# [TASK STATEMENT]
Continue the forum thread on LED lightbulb brightness below, starting right after its final header.

# Finally a bright enough LED lightbulb?



## DBoon (Mar 25, 2010)

See http://www.edn.com/article/CA6722379.html?nid=2431&rid=16344146

500 lumens (40W incandescent equivalent) for 7W of power for $22.


----------



## Seasoned Oak (Mar 28, 2010)

They have this lamp at sams club for some time now i bought some.


----------



## DBoon (Mar 28, 2010)

How good is the light quality and quantity?


----------



## Seasoned Oak (Apr 7, 2010)

DBoon said:
			
		

> How good is the light quality and quantity?



Not quite as bright as my CFL Equiv.R30 recessed lights in the kitchen ceiling,but acceptable. My wife loves the light which looks a lot like sunlight.
Could stand to be a little brighter but its still amazing for 3.5Watts of electricity.


----------



## rowerwet (May 11, 2010)

I hope this one works out
http://www.gizmag.com/ge-40-watt-replacement-led/14765/
so far led bulbs have been rather dim


----------



## begreen (May 11, 2010)

They're not there yet for me. Too expensive and low output. But I like the progress being made. At least now they don't all have that zombie bluish light.


----------



## mayhem (May 28, 2010)

# [COLLECTED MATERIAL]

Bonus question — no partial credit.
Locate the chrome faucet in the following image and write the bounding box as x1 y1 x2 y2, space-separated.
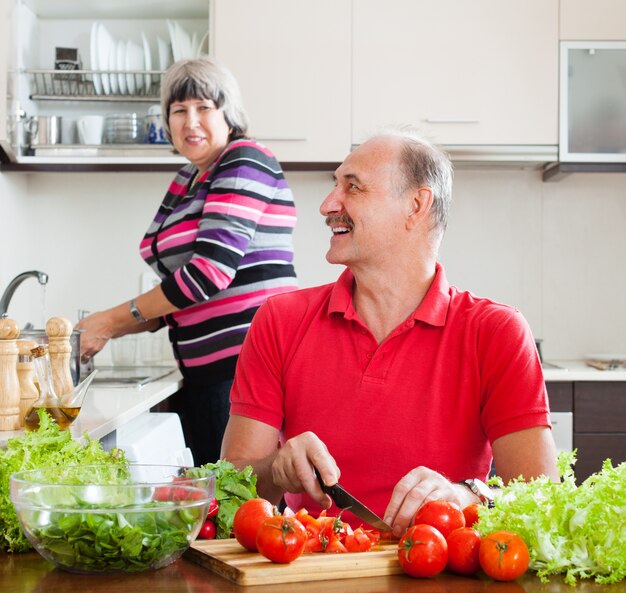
0 270 48 315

# [EXPECTED ANSWER]
2 more years of high energy cost and early adoption of LEDS in upper class private homes and businesses who realize it costs less to pay for the super expensive bulbs once every 7-8 years than to pay a guy $20/hr or so to change $3 bulbs once a year.  Then we'll be there with better technology, higher quality light output and lower prices.

The problem I have with alot of the newer batch of CFLs is the ballasts and electronics are frequently crap and the cheaper brands tend to burn out or brown out within a year or so.


----------



## jebatty (May 28, 2010)

Oh no! As a Class A Light Bulb Changer Specialist, compensation grade level 38, and still years to retirement, I think I'm going to be out-sourced by light bulbs that never need to be replaced. My skills might be suitable for retraining as a Light Bulb Duster. Is there still any job that's secure?


----------



## begreen (May 28, 2010)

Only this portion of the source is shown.